> **What is being asked**
Rewrite the entries below, swapping "Objective" for "Instruction" wherever it appears and keeping everything else the same. Leave the pictures out.

....................

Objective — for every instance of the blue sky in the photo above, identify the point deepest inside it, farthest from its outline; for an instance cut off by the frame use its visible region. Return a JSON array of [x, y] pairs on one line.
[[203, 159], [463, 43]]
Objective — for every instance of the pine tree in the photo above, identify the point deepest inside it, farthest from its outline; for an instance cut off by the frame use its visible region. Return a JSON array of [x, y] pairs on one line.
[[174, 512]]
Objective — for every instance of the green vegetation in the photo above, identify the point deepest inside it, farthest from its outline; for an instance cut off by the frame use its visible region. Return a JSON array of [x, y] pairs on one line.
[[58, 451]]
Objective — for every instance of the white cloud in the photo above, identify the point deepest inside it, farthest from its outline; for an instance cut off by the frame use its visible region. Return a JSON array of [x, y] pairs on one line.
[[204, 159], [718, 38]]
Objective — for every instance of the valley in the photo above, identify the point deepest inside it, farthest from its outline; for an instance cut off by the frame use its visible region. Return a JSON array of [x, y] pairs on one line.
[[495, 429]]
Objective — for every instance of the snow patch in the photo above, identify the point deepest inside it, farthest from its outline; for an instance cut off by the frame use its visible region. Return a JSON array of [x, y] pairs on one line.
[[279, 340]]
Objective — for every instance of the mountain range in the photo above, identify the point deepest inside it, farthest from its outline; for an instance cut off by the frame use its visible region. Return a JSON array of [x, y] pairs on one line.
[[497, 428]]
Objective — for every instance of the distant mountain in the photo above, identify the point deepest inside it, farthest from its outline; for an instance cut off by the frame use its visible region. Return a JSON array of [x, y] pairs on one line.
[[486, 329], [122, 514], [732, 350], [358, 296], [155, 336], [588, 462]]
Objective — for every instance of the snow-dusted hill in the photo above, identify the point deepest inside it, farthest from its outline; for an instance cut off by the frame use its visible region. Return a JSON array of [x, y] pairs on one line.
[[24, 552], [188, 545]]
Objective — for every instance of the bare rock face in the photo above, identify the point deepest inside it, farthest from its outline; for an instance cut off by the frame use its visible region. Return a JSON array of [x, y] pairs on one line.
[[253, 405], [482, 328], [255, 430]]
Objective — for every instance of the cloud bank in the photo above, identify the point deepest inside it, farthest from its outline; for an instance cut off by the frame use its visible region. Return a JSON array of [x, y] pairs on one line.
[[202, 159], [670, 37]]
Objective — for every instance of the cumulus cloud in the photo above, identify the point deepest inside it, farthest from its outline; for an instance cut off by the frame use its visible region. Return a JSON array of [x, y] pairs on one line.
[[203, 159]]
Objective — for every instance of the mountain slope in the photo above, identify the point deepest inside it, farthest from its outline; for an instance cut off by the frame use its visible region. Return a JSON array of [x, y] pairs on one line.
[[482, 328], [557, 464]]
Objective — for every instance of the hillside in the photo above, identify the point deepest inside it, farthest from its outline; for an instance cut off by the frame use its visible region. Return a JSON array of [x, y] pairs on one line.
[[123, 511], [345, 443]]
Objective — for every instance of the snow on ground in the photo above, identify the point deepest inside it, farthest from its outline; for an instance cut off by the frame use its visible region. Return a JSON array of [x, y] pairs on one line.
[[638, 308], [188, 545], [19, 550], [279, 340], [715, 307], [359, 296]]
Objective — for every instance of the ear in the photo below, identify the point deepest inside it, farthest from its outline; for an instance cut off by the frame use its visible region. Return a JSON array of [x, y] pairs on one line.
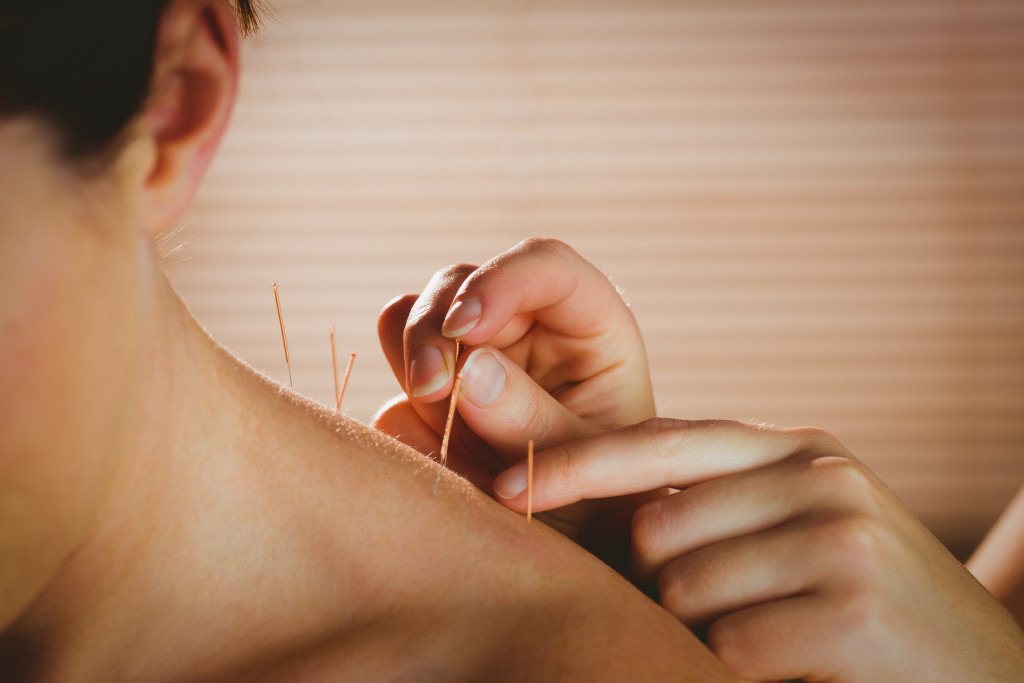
[[196, 76]]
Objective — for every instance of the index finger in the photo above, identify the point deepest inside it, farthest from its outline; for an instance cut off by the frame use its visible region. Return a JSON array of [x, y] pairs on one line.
[[650, 455], [547, 278]]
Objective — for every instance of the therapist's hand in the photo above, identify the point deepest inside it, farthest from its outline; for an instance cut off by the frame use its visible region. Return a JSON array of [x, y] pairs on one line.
[[551, 353], [792, 554]]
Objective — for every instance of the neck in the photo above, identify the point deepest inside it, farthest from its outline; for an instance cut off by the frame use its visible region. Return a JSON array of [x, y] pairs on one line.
[[185, 532]]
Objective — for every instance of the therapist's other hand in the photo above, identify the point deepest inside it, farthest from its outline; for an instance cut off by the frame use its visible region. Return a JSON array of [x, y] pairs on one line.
[[551, 352], [792, 554]]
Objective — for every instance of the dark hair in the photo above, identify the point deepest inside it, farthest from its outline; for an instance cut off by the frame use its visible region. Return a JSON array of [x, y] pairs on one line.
[[83, 66]]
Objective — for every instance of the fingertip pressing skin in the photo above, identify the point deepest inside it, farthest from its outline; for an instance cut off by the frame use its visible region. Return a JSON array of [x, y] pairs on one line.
[[428, 373], [483, 378], [462, 317], [511, 483]]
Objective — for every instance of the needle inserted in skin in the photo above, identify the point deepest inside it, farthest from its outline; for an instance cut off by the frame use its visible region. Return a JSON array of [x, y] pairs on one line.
[[529, 481], [284, 337], [448, 428], [339, 388]]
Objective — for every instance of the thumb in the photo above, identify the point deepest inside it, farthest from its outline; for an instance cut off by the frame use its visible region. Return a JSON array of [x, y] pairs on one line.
[[506, 408]]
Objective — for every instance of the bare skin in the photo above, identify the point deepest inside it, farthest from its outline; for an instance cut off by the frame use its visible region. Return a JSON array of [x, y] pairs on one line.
[[168, 514], [791, 554]]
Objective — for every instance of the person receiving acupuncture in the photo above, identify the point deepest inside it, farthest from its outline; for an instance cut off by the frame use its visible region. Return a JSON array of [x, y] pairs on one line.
[[784, 550], [167, 513]]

....................

> **Response to this task**
Instruction — for every instance of the blue sky in the photo above, identify the point deepest inside it, farthest from its outline; for an instance cut off by the frame use its visible region. Return a JSON array of [x, y] pairs on one line.
[[203, 159], [463, 43]]
Instruction — for every instance of the pine tree in the photo above, identify the point deepest inside it, farthest from its outline; for an instance cut off by the frame use its visible region. Return a JSON array of [x, y] pairs on one line.
[[174, 512]]
Instruction — for every instance of the green vegetation in the photo above, identify the point deepest inside it, farthest from its outline; for an instance cut off by the frame use its visible region. Return a JSON array of [x, y] pairs on one line.
[[58, 451]]
Instruction — for every instance of the white cloud in the photo above, identify the point deepest inside it, farthest from its outline; for an instance cut off by the frame use its visible region. Return a JSON array of [x, y] pairs on one line.
[[204, 159], [718, 38]]
Instruction — for every instance of the valley in the photo above, identify the point deepest inside it, farthest from its outline; for an instance cut off by the frame use its visible region. Return a JSON array of [x, y] pairs on one line.
[[495, 429]]
Instruction — for every instance of the snow patch in the photo above, identify the point deepest inside it, farthest from its outline; for an instance cut off by the frame use its visible region. Return a JSON array of [x, y] pairs on one line.
[[279, 340]]
Instruction — for every instance of the mountain range in the photo above, identify the point deepest inside it, farthest from its outline; for an instance cut off by the frame use its visible region. Return a JSON array of [x, y] pairs on one line.
[[497, 428]]
Instruction — for every instance of the distant mountain in the photo above, identify the point deepest inside it, farthest from its outline; for an instance cut off by the frame use its visible region. Return a JSON array of [x, y] pairs on one line.
[[486, 329], [122, 514], [732, 350], [358, 296], [155, 336], [588, 462]]
Instruction — for every instance of the snow-dusted hill in the photo above, identify the point deepest inside it, farthest from its outline; for an instance cut off by the frame use its visible region. Return a JSON array of [x, y] pairs on one line.
[[24, 552], [188, 545]]
Instruction — for every instance of the bare rock face in the photo above, identify the point deepest inside it, farthest from its outline; for an instance cut off by the frame use its visible region. Return a JSON array of [x, y] pairs on one line.
[[253, 405], [482, 328], [255, 430]]
Instruction — for every instance of the cloud bank in the photo above, identify the point deepest inside it, farthest from its outline; for an instance cut off by the frame use its visible region. Return a JSON array of [x, y] pairs on one line.
[[202, 159], [670, 37]]
Instruction — for every instance of the cumulus cloud in the photo above, identify the point deepest inside it, farthest from its outline; for an instance cut off by the frame use its visible region. Return a JSON array of [x, y] pairs on one line.
[[203, 159]]
Instruction — for every instance of the mountain slope in the photo above, identify the point deepest inside it, farthest from its outline; for an instance cut off by the frame use its visible region. Return a JSON array of [x, y] pairs on one line.
[[482, 328], [557, 464]]
Instruction — for every instance of the hillside in the photo above, identify the point deepest inside it, farthest from its outline; for an instance cut off by the frame use its visible region. Return a JSON array of [x, y] pairs on one line.
[[123, 511], [345, 443]]
Instruction — for every instance of the snow on ground in the photo above, identify the point deepest inside it, farthest from its outline; for an instance cut off by the frame use its visible region. Return a JSON array of [x, y] pairs on one line.
[[638, 308], [188, 545], [19, 550], [279, 340], [715, 307], [359, 296]]
Instruction — for every instance of the ear in the photo below, identify the point deepest inside it, farthest from its outline; for an instance cut off by the frame use its visible region. Return a JSON array of [x, y] pairs on one line.
[[196, 76]]
Instruction — for every instance of the index finger in the photo above, identify the point deepest inside it, farthest from its outline; for an instance cut off by the frame use its visible region. Return a JSON array of [x, y] pairs on one line.
[[650, 455], [547, 278]]
Instruction — for every instance of the therapist's hand in the photo above, identify the point deepest inside it, farthest from its outline; for an instance cut off by the frame use its visible region. Return a JSON array of [x, y] pairs on one line.
[[551, 353], [792, 554]]
Instruction — for every instance of the neck in the photo above, identify the point deepest inside it, farthest from its outline; for an instance cut off by the frame use its visible region. Return a JSON array of [x, y] pairs on one line.
[[185, 532]]
Instruction — for every instance of the therapist's other hand in the photo above, identify the point deepest inside it, farthest from its outline; for an instance cut off by the frame use its visible region. Return a JSON array of [x, y] pairs on one line.
[[551, 352], [792, 554]]
Instruction — for every instance of the dark hair in the photo above, identify the point deepest inside it, farthest from its outline; for an instance cut off by the frame use its visible region. Return a JSON array of [x, y] pairs on one line.
[[83, 66]]
Instruction — for every instance of the fingertip pressing skin in the photo above, identify the point deepest inside it, farthest from its outline; for an instance cut off by the frame use its visible region. Return a JSON array of [x, y] pairs on one line.
[[428, 373], [483, 378], [462, 317], [511, 483]]
Instruction — for every instance of the needle inserted in skin in the photo above, identify the point deepest inside it, farthest from its outline; for an instance cut off by the frame use its visible region. Return a JSON array of [x, y] pairs on one line.
[[529, 481], [284, 337], [448, 428], [339, 388]]
Instruction — for every instance of the thumb in the photo above, identify the point deepest inside it, farthest from its outline; for an instance cut off by the frame use its visible region. Return a JSON array of [x, y] pairs on one line.
[[506, 408]]
Instruction — for every instance of the bare skin in the photo above, identify the point deepest inside it, farthest from its outline; for an instance cut off by the frame use its visible region. Return a JSON array of [x, y] pairs on one line.
[[168, 514], [791, 554]]
Instruction — for every instance of the person receiving acupuncture in the photo above, identify the point deepest inside it, farthest from its outline; for an instance cut off by the frame use its visible region. Return a JSON array of [x, y] pairs on one line.
[[784, 550], [167, 513]]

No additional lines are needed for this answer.